__DATA LISTING__.

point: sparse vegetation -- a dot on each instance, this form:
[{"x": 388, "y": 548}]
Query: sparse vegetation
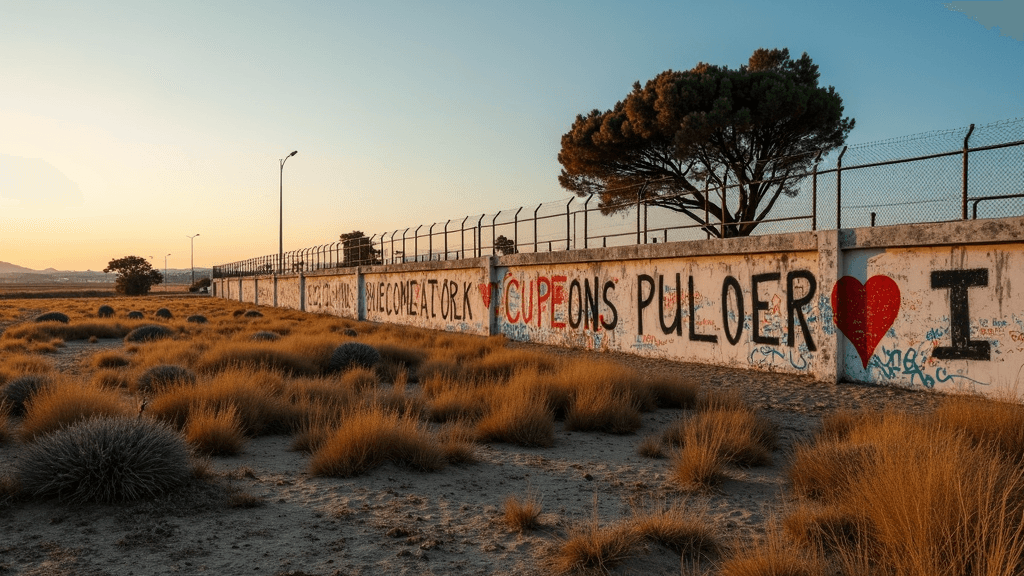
[
  {"x": 148, "y": 332},
  {"x": 53, "y": 317}
]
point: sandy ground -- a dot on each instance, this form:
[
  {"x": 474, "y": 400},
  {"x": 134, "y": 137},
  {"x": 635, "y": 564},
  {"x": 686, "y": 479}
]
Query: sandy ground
[{"x": 395, "y": 521}]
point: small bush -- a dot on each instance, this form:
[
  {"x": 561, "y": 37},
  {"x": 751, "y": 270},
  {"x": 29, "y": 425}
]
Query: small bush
[
  {"x": 53, "y": 317},
  {"x": 215, "y": 433},
  {"x": 522, "y": 515},
  {"x": 591, "y": 548},
  {"x": 352, "y": 355},
  {"x": 105, "y": 460},
  {"x": 165, "y": 375},
  {"x": 524, "y": 420},
  {"x": 147, "y": 333},
  {"x": 19, "y": 391},
  {"x": 367, "y": 439},
  {"x": 65, "y": 403},
  {"x": 682, "y": 532}
]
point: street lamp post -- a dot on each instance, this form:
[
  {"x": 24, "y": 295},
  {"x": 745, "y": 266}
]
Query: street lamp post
[
  {"x": 165, "y": 273},
  {"x": 281, "y": 222},
  {"x": 193, "y": 238}
]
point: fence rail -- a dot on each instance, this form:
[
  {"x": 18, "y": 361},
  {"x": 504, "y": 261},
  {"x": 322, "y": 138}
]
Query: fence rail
[{"x": 936, "y": 176}]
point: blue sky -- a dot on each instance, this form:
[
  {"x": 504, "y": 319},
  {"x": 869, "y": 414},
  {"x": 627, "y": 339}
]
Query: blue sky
[{"x": 128, "y": 125}]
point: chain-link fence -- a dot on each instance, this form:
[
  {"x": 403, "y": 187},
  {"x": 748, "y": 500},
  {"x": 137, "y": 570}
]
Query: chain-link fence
[{"x": 936, "y": 176}]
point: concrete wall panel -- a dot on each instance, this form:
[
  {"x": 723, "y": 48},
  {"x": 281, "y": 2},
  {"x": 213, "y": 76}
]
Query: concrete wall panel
[
  {"x": 442, "y": 299},
  {"x": 730, "y": 311},
  {"x": 949, "y": 318},
  {"x": 338, "y": 295}
]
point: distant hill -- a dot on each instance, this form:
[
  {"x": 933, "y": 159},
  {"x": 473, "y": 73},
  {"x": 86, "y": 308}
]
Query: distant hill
[{"x": 7, "y": 268}]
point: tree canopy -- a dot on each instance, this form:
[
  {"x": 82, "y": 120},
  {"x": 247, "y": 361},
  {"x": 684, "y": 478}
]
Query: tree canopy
[
  {"x": 358, "y": 250},
  {"x": 757, "y": 128},
  {"x": 135, "y": 276}
]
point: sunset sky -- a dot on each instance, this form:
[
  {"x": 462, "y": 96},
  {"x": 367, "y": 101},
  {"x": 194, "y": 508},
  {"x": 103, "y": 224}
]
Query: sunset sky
[{"x": 127, "y": 126}]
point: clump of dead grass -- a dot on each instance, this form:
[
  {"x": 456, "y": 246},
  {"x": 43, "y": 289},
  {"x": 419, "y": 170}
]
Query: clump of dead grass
[
  {"x": 215, "y": 433},
  {"x": 368, "y": 438},
  {"x": 522, "y": 515},
  {"x": 66, "y": 402}
]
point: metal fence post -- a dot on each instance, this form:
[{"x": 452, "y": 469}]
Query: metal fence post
[
  {"x": 515, "y": 232},
  {"x": 585, "y": 215},
  {"x": 535, "y": 225},
  {"x": 839, "y": 190},
  {"x": 567, "y": 245},
  {"x": 814, "y": 193},
  {"x": 725, "y": 190},
  {"x": 445, "y": 238},
  {"x": 964, "y": 202}
]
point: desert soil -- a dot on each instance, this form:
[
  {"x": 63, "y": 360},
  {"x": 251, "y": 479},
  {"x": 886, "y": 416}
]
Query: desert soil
[{"x": 396, "y": 521}]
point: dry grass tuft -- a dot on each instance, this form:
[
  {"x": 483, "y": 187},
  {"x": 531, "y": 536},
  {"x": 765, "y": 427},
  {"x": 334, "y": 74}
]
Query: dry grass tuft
[
  {"x": 65, "y": 402},
  {"x": 521, "y": 419},
  {"x": 590, "y": 548},
  {"x": 369, "y": 438},
  {"x": 673, "y": 393},
  {"x": 998, "y": 424},
  {"x": 927, "y": 497},
  {"x": 522, "y": 515},
  {"x": 257, "y": 395},
  {"x": 213, "y": 432},
  {"x": 682, "y": 532}
]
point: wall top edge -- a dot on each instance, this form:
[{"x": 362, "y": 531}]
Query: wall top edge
[{"x": 994, "y": 231}]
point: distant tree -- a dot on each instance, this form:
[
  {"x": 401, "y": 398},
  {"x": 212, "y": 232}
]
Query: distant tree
[
  {"x": 135, "y": 276},
  {"x": 358, "y": 250},
  {"x": 505, "y": 246},
  {"x": 200, "y": 284},
  {"x": 759, "y": 126}
]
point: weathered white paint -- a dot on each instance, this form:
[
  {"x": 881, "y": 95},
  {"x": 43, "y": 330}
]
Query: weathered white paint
[
  {"x": 985, "y": 283},
  {"x": 334, "y": 294},
  {"x": 290, "y": 292},
  {"x": 442, "y": 299},
  {"x": 680, "y": 309},
  {"x": 936, "y": 305}
]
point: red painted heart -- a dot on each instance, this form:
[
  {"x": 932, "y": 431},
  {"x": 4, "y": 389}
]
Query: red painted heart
[
  {"x": 485, "y": 290},
  {"x": 864, "y": 313}
]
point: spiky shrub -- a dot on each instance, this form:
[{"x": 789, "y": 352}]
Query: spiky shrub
[
  {"x": 162, "y": 376},
  {"x": 105, "y": 460},
  {"x": 53, "y": 317},
  {"x": 147, "y": 333},
  {"x": 65, "y": 402},
  {"x": 18, "y": 391},
  {"x": 369, "y": 438},
  {"x": 522, "y": 515},
  {"x": 352, "y": 355},
  {"x": 591, "y": 548}
]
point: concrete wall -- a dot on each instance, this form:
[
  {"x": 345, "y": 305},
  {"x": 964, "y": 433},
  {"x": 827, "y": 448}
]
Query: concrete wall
[{"x": 935, "y": 305}]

__YOUR GOAL__. Copy the material above exactly and drop the pictures.

__TASK OUTPUT__.
point: sparse vegetation -- a dot on each instance, this form:
[{"x": 388, "y": 548}]
Query: sparse vegetation
[
  {"x": 148, "y": 332},
  {"x": 53, "y": 317}
]
point: sandy ground -- a dot on each instance, this form:
[
  {"x": 474, "y": 400},
  {"x": 134, "y": 137},
  {"x": 635, "y": 564},
  {"x": 686, "y": 479}
]
Query: sandy ground
[{"x": 395, "y": 521}]
point: small bush -- a dot on each instance, this form:
[
  {"x": 561, "y": 37},
  {"x": 751, "y": 270},
  {"x": 29, "y": 425}
]
Query: small bush
[
  {"x": 53, "y": 317},
  {"x": 215, "y": 433},
  {"x": 522, "y": 515},
  {"x": 591, "y": 548},
  {"x": 352, "y": 355},
  {"x": 105, "y": 460},
  {"x": 165, "y": 375},
  {"x": 524, "y": 420},
  {"x": 147, "y": 333},
  {"x": 19, "y": 391},
  {"x": 367, "y": 439},
  {"x": 65, "y": 403},
  {"x": 682, "y": 532}
]
point: street lamp post -- a dot on each instance, this form:
[
  {"x": 24, "y": 295},
  {"x": 745, "y": 266}
]
Query: street lamp post
[
  {"x": 165, "y": 273},
  {"x": 281, "y": 222},
  {"x": 193, "y": 238}
]
point: fence rail -- a dot on each instance, this form:
[
  {"x": 18, "y": 361},
  {"x": 504, "y": 261},
  {"x": 322, "y": 138}
]
Query: fence rail
[{"x": 936, "y": 176}]
point: blue sky -- a dot on each instance, this form:
[
  {"x": 504, "y": 319},
  {"x": 869, "y": 414},
  {"x": 627, "y": 339}
]
Query: blue sky
[{"x": 128, "y": 125}]
point: chain-link fence -- a dot on each instance, this form:
[
  {"x": 403, "y": 187},
  {"x": 748, "y": 500},
  {"x": 137, "y": 570}
]
Query: chain-link fence
[{"x": 936, "y": 176}]
point: concrete wall panel -- a dot on each instance, this form:
[
  {"x": 723, "y": 48},
  {"x": 281, "y": 2},
  {"x": 213, "y": 76}
]
Query: concrete wall panel
[
  {"x": 442, "y": 299},
  {"x": 730, "y": 311},
  {"x": 949, "y": 318},
  {"x": 338, "y": 295}
]
point: distant hill -- a dot on each instance, this form:
[
  {"x": 933, "y": 159},
  {"x": 473, "y": 73},
  {"x": 86, "y": 308}
]
Query: distant hill
[{"x": 7, "y": 268}]
point: tree canopy -- a dot on each instance, this form:
[
  {"x": 82, "y": 120},
  {"x": 247, "y": 361},
  {"x": 684, "y": 478}
]
Query: tree canopy
[
  {"x": 358, "y": 250},
  {"x": 757, "y": 128},
  {"x": 135, "y": 276}
]
point: sunset sky -- a dot on each instance, this form:
[
  {"x": 462, "y": 96},
  {"x": 367, "y": 101},
  {"x": 194, "y": 508},
  {"x": 103, "y": 224}
]
Query: sunset sky
[{"x": 127, "y": 126}]
point: clump of dead grass -- a dot on each instance, this form:
[
  {"x": 456, "y": 246},
  {"x": 43, "y": 289},
  {"x": 419, "y": 170}
]
Query: clump of dead grass
[
  {"x": 215, "y": 433},
  {"x": 368, "y": 438},
  {"x": 522, "y": 515},
  {"x": 66, "y": 402}
]
point: metal fence post -- a dot on each instance, this form:
[{"x": 452, "y": 469}]
Query: metal fence post
[
  {"x": 515, "y": 232},
  {"x": 585, "y": 215},
  {"x": 535, "y": 225},
  {"x": 839, "y": 190},
  {"x": 567, "y": 245},
  {"x": 814, "y": 193},
  {"x": 725, "y": 190},
  {"x": 445, "y": 238},
  {"x": 964, "y": 202}
]
point: desert soil -- a dot on each instance, this form:
[
  {"x": 63, "y": 360},
  {"x": 251, "y": 479},
  {"x": 886, "y": 416}
]
Query: desert soil
[{"x": 396, "y": 521}]
point: dry grass tuft -- a dot on each instance, this form:
[
  {"x": 483, "y": 187},
  {"x": 531, "y": 536},
  {"x": 765, "y": 427},
  {"x": 334, "y": 74}
]
Query: dry grass tuft
[
  {"x": 65, "y": 402},
  {"x": 521, "y": 419},
  {"x": 590, "y": 548},
  {"x": 369, "y": 438},
  {"x": 673, "y": 393},
  {"x": 998, "y": 424},
  {"x": 927, "y": 497},
  {"x": 522, "y": 515},
  {"x": 257, "y": 395},
  {"x": 213, "y": 432},
  {"x": 682, "y": 532}
]
point: wall top edge -- a dot on each instance, this form:
[{"x": 362, "y": 531}]
Query: wall top edge
[{"x": 994, "y": 231}]
point: distant tree -- a dot on each instance, this form:
[
  {"x": 401, "y": 398},
  {"x": 212, "y": 232}
]
Query: distant tree
[
  {"x": 135, "y": 276},
  {"x": 358, "y": 250},
  {"x": 505, "y": 246},
  {"x": 200, "y": 284},
  {"x": 759, "y": 126}
]
point: weathered white paint -- a dot on each instance, this form:
[
  {"x": 881, "y": 95},
  {"x": 43, "y": 330}
]
Query: weathered white paint
[
  {"x": 985, "y": 283},
  {"x": 334, "y": 294},
  {"x": 290, "y": 292},
  {"x": 442, "y": 299},
  {"x": 680, "y": 309},
  {"x": 936, "y": 305}
]
point: red painted heart -- a dot on each instance, this form:
[
  {"x": 932, "y": 431},
  {"x": 4, "y": 389}
]
Query: red painted heart
[
  {"x": 485, "y": 290},
  {"x": 864, "y": 313}
]
point: spiky shrub -- a dot on each instance, this form:
[{"x": 789, "y": 352}]
Query: spiky shrub
[
  {"x": 162, "y": 376},
  {"x": 105, "y": 460},
  {"x": 53, "y": 317},
  {"x": 147, "y": 333},
  {"x": 65, "y": 402},
  {"x": 18, "y": 391},
  {"x": 369, "y": 438},
  {"x": 522, "y": 515},
  {"x": 352, "y": 355},
  {"x": 591, "y": 548}
]
point: concrete wall -- a dot on each instance, this form:
[
  {"x": 345, "y": 305},
  {"x": 964, "y": 433},
  {"x": 827, "y": 448}
]
Query: concrete wall
[{"x": 935, "y": 305}]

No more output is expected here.